EXERCISE: All lines from the line containing "Would you mind pinning the exposed" up to and including the last line of the listing below should be echoed exactly; no other lines belong in the response.

RAW DATA:
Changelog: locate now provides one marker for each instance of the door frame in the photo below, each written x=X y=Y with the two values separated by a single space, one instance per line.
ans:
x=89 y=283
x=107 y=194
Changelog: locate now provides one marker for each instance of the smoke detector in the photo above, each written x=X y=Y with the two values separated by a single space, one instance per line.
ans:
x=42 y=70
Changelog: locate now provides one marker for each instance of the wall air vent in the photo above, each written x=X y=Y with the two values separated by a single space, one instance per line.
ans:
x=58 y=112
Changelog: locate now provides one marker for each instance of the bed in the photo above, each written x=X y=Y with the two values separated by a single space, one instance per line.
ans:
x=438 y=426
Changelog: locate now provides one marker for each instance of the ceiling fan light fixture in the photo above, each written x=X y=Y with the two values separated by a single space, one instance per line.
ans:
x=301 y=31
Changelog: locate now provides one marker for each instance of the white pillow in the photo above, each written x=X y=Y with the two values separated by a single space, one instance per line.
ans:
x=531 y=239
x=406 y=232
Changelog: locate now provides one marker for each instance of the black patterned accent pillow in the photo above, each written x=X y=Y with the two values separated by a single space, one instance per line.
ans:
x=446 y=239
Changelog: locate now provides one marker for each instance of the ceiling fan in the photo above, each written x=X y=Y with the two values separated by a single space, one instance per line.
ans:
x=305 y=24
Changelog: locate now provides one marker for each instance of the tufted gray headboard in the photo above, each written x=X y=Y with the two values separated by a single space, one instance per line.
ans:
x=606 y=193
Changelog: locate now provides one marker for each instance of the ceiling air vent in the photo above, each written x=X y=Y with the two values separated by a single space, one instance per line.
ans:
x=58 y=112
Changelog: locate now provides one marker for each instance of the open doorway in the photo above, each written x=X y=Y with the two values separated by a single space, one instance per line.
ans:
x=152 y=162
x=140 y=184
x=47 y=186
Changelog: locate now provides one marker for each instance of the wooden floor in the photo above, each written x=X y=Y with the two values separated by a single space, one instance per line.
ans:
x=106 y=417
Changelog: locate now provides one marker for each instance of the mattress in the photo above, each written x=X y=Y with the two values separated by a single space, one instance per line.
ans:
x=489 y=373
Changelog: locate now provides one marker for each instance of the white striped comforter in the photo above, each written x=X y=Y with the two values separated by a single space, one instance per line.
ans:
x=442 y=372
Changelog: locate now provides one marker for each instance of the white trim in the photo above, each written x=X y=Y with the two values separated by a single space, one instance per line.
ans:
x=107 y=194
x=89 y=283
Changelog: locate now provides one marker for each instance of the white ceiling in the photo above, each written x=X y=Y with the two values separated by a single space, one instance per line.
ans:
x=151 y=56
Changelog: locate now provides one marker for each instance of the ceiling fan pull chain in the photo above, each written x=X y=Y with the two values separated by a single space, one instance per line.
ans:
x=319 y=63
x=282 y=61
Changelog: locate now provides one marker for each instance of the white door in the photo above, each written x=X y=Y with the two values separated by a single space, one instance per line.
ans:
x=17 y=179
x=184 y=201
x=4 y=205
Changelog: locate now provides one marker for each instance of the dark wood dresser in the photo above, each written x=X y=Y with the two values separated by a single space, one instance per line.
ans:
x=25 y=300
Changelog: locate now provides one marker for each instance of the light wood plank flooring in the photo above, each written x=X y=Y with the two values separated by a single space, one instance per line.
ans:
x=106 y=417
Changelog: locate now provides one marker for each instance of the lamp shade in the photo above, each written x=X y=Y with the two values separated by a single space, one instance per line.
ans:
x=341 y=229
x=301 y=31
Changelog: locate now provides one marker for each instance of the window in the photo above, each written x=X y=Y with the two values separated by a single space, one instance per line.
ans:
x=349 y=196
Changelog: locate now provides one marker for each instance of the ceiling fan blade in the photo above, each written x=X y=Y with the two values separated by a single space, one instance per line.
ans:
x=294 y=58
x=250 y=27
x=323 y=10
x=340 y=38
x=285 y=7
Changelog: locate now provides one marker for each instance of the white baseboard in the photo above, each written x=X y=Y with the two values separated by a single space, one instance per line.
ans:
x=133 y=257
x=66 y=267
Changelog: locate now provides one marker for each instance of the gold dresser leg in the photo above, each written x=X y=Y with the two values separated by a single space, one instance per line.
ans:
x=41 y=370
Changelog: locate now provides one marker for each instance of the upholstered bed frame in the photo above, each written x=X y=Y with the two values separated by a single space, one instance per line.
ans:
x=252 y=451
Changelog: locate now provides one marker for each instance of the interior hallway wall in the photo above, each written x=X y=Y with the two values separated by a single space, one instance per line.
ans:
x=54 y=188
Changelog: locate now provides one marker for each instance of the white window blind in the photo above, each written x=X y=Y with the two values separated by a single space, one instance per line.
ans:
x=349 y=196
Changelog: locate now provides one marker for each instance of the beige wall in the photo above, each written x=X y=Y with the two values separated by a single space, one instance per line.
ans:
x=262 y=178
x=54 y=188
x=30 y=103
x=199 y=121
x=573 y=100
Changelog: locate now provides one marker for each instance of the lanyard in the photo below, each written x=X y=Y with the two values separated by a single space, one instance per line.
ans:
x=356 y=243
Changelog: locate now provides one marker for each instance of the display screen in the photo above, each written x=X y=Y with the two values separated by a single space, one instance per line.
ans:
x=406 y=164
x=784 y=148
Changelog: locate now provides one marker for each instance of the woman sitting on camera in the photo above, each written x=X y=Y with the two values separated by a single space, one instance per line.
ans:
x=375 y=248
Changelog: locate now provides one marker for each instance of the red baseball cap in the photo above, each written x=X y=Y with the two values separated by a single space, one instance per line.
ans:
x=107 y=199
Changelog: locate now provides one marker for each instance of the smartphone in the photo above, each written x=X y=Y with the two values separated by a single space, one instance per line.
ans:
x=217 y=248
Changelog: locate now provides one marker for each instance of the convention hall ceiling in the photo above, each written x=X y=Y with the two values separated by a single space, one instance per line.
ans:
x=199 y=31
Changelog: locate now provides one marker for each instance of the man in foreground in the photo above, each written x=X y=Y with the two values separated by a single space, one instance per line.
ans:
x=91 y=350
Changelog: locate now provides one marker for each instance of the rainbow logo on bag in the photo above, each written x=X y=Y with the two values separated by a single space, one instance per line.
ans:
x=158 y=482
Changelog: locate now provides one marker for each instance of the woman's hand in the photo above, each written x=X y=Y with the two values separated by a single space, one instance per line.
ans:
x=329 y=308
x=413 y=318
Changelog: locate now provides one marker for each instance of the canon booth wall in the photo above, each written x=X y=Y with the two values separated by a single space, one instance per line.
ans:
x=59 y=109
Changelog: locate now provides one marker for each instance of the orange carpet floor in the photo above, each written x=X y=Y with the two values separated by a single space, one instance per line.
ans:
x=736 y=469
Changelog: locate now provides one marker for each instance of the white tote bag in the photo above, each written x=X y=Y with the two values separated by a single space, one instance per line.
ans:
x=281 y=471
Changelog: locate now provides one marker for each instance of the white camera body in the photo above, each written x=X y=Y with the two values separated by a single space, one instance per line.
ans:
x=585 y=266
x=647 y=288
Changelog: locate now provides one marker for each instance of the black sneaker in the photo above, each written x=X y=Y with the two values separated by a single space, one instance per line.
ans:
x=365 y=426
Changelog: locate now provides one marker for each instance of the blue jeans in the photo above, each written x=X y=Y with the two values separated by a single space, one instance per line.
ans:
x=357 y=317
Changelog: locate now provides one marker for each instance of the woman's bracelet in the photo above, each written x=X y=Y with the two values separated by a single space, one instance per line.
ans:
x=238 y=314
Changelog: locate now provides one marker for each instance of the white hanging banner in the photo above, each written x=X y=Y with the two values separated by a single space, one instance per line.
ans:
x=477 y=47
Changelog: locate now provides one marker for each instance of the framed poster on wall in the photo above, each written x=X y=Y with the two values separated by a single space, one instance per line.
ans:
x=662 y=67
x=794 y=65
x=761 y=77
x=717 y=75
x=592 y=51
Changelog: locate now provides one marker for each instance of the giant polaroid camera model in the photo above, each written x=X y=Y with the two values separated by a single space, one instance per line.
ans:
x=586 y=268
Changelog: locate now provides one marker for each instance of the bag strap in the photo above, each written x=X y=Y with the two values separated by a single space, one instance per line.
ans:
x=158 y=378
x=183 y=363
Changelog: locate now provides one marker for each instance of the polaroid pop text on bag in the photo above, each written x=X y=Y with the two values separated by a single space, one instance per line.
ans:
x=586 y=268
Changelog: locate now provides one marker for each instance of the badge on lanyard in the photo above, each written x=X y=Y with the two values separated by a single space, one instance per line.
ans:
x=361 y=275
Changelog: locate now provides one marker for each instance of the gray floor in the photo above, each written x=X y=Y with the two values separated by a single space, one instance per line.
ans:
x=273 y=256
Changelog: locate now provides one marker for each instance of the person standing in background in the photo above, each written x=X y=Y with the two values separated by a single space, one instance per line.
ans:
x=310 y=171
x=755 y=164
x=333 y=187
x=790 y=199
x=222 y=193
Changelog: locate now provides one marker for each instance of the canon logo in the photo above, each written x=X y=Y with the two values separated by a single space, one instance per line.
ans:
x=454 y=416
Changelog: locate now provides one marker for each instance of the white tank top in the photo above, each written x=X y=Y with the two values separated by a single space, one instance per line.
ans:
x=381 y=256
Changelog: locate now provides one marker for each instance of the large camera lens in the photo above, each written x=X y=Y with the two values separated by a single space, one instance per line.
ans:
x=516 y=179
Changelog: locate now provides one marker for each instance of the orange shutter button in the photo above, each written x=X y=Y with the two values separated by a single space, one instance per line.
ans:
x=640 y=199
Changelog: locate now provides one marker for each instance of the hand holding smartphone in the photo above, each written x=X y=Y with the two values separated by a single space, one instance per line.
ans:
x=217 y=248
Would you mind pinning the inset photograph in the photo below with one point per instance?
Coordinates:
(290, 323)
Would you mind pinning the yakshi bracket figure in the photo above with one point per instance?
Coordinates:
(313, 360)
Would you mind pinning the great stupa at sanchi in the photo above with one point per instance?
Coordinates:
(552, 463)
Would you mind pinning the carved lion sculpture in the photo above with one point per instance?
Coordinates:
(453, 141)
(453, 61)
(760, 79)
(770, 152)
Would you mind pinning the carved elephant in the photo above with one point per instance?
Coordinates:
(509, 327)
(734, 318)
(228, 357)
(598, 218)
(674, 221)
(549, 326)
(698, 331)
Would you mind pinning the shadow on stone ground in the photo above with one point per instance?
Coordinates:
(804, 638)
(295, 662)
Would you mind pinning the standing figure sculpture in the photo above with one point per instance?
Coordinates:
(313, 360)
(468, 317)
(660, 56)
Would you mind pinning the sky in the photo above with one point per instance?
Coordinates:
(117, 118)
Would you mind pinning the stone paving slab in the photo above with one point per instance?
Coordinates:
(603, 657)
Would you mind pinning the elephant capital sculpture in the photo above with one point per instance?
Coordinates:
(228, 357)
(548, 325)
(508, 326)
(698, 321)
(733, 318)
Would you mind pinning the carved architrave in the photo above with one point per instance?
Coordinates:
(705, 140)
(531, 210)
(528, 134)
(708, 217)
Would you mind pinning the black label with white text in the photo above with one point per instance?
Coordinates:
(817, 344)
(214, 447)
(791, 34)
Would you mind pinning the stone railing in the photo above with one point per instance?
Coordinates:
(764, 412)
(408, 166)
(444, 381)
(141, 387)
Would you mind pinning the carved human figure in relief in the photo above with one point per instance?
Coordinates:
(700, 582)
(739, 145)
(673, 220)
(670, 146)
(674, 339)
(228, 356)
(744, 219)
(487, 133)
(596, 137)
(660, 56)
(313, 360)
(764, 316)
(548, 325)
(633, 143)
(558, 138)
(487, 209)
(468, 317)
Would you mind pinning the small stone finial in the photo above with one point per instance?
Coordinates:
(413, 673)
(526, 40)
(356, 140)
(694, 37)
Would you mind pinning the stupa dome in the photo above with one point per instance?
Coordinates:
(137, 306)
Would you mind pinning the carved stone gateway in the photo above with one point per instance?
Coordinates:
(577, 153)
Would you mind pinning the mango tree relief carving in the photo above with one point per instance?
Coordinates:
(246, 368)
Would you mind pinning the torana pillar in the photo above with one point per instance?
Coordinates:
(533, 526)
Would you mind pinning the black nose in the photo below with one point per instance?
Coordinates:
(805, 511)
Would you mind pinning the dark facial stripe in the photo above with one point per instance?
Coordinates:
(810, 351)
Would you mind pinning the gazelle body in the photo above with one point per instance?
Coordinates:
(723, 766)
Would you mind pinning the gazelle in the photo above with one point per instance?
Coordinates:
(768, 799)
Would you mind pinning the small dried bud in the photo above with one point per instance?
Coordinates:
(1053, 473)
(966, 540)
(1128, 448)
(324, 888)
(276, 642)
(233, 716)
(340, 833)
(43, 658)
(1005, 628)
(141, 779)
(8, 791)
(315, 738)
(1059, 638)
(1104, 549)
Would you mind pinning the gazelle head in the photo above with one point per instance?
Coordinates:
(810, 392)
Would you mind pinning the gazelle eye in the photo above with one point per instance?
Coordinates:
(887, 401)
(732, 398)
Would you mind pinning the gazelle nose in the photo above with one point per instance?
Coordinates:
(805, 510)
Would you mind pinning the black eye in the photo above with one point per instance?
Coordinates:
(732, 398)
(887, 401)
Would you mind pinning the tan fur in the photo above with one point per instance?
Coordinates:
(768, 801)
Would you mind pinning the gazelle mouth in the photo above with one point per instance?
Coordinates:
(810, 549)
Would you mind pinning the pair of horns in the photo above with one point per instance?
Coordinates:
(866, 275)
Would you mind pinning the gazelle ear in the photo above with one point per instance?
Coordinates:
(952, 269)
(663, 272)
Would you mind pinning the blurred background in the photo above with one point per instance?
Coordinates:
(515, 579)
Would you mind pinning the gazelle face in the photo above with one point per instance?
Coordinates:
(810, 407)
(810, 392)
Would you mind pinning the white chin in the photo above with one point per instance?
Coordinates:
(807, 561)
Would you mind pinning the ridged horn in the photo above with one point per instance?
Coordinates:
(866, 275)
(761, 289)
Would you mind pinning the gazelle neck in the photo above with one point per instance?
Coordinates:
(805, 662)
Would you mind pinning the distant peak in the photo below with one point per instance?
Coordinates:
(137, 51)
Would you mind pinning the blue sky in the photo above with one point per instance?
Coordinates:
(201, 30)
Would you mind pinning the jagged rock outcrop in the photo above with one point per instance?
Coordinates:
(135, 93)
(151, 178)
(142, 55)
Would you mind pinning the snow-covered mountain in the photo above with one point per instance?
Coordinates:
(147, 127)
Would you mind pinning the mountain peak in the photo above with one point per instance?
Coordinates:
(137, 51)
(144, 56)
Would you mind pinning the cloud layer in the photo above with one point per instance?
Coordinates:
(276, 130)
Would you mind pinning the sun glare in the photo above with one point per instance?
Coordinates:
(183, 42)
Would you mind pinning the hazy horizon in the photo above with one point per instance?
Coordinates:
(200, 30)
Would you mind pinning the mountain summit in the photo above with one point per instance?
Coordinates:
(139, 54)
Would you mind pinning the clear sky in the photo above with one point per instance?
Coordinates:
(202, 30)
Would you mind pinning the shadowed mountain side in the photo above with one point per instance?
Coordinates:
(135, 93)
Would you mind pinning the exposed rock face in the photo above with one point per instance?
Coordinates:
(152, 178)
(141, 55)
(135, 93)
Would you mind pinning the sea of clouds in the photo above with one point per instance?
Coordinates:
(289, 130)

ANSWER BELOW:
Would you mind pinning the exposed rock face in the photo above with one point per instance?
Coordinates:
(152, 178)
(141, 55)
(135, 93)
Would you mind pinning the sea of clouds in the photo above with one point per instance?
Coordinates:
(289, 130)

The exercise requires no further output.